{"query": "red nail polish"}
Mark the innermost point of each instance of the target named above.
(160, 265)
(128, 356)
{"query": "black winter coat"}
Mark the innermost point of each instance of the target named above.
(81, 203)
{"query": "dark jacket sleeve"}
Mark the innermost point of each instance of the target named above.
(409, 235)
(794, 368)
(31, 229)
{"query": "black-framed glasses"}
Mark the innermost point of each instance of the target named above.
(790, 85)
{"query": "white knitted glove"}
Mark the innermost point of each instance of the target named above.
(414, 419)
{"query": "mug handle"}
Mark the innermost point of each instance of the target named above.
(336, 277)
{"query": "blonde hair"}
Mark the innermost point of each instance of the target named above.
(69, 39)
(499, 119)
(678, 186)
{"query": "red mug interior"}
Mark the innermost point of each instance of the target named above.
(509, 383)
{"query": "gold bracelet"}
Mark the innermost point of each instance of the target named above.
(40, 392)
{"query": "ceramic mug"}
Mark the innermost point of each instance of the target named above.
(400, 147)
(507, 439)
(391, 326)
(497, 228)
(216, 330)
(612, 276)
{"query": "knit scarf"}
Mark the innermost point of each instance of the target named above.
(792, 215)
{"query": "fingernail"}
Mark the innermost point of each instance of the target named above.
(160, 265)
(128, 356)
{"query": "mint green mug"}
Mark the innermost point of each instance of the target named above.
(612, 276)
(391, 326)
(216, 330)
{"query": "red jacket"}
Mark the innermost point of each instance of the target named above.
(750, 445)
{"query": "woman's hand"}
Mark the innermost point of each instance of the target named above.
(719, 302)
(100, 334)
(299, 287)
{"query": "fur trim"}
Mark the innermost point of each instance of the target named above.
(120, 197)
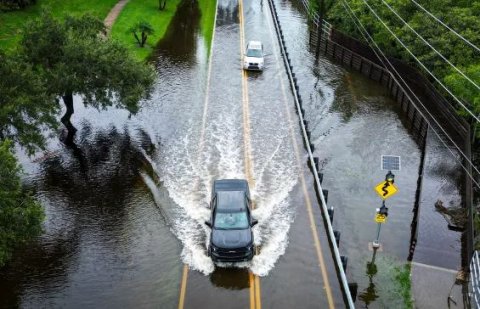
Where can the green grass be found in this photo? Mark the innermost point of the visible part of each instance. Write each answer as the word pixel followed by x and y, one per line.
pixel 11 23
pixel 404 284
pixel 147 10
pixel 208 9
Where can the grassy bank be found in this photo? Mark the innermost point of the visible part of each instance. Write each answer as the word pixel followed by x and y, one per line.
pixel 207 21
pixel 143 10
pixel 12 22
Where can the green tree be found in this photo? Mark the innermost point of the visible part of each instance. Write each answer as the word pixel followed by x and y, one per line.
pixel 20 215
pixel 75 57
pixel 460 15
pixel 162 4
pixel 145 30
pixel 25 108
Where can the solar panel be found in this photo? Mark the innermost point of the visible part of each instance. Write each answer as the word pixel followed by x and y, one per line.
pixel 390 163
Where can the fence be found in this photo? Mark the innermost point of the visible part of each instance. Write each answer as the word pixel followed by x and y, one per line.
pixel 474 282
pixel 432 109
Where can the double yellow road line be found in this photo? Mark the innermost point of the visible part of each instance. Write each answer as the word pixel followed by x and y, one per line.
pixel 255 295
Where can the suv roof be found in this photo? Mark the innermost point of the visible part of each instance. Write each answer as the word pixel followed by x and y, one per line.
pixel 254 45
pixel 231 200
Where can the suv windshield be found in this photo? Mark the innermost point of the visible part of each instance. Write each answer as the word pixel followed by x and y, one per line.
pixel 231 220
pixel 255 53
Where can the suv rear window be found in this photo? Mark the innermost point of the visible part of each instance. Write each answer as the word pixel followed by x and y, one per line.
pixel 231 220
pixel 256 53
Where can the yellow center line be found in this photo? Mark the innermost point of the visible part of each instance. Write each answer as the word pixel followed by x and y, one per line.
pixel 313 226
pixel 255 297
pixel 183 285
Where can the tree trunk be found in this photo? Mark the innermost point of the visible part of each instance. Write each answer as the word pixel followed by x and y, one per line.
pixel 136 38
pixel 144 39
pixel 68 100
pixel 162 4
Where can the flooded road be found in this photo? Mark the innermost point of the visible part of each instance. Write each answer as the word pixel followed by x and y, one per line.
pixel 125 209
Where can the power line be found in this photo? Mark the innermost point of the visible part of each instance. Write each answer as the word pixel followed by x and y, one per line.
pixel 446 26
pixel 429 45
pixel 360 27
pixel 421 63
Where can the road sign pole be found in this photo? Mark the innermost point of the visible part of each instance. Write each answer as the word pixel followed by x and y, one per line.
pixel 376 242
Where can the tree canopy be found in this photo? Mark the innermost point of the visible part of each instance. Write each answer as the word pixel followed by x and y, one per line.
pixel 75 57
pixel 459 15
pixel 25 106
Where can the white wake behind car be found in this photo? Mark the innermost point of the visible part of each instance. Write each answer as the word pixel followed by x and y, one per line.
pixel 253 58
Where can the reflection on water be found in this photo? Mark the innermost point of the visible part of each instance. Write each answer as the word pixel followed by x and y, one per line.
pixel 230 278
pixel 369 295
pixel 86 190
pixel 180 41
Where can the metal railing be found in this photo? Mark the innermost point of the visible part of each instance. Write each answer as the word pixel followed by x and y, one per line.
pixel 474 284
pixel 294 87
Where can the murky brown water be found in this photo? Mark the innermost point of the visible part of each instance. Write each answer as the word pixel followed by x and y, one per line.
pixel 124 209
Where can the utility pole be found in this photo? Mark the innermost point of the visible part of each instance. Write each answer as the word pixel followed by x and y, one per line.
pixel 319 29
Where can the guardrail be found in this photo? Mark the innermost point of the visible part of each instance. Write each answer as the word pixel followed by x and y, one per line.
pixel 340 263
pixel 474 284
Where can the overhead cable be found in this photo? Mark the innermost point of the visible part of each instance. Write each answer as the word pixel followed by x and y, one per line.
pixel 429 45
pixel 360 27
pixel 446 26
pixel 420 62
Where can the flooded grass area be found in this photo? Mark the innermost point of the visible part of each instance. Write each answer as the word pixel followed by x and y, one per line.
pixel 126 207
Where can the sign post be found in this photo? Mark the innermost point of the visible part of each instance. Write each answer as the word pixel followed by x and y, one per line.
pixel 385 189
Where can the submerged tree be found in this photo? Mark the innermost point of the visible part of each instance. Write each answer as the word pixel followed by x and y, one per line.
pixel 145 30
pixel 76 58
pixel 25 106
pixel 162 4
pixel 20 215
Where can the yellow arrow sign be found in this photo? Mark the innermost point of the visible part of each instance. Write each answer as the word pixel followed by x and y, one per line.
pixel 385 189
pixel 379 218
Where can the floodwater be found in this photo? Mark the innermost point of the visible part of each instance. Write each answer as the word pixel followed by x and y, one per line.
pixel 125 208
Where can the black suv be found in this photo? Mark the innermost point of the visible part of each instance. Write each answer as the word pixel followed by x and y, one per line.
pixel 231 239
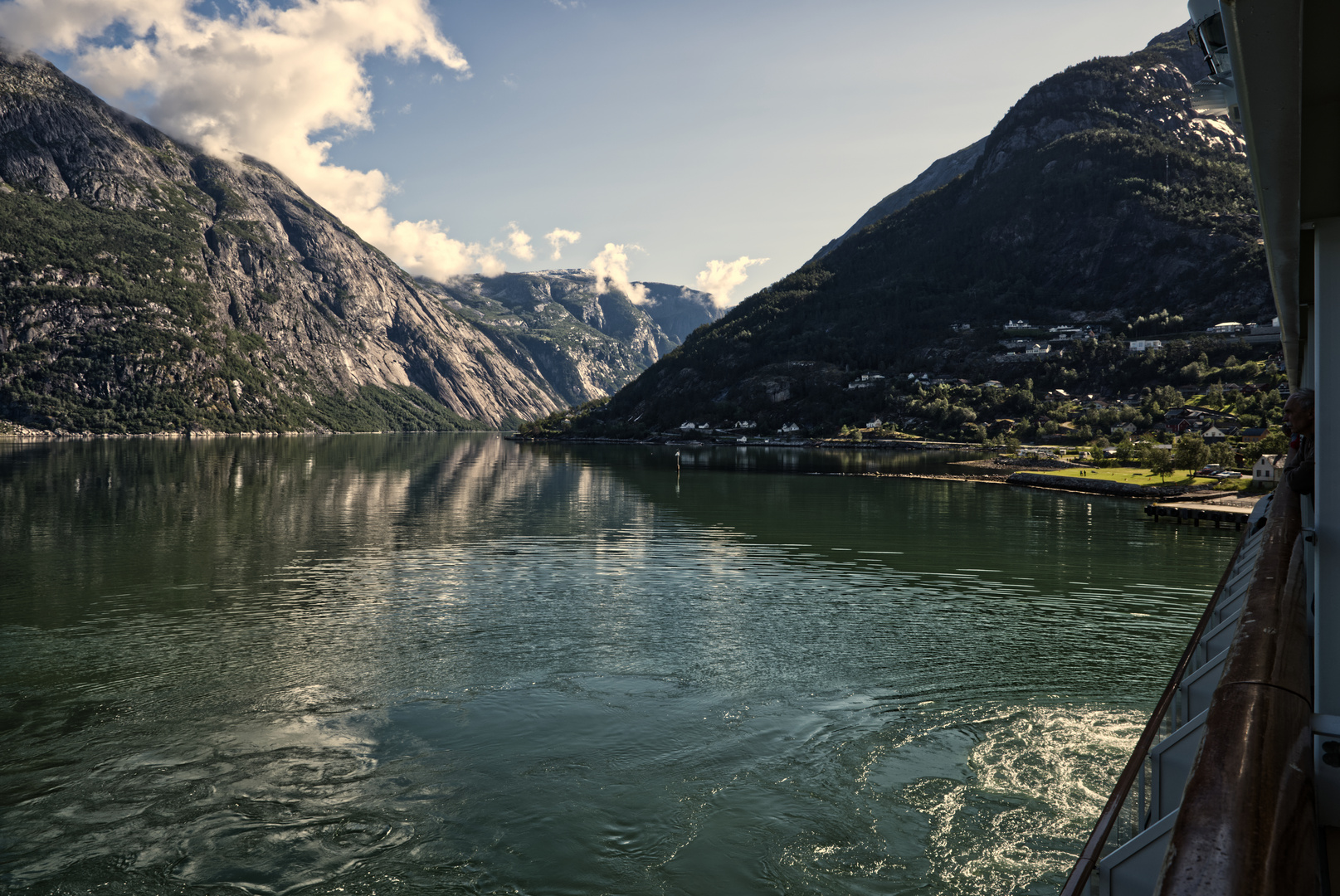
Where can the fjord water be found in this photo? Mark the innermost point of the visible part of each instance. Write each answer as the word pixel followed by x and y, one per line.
-=-=-
** Task to complete **
Only a number is wanted. Count the lines of the data that contain "jacket".

** Solution below **
2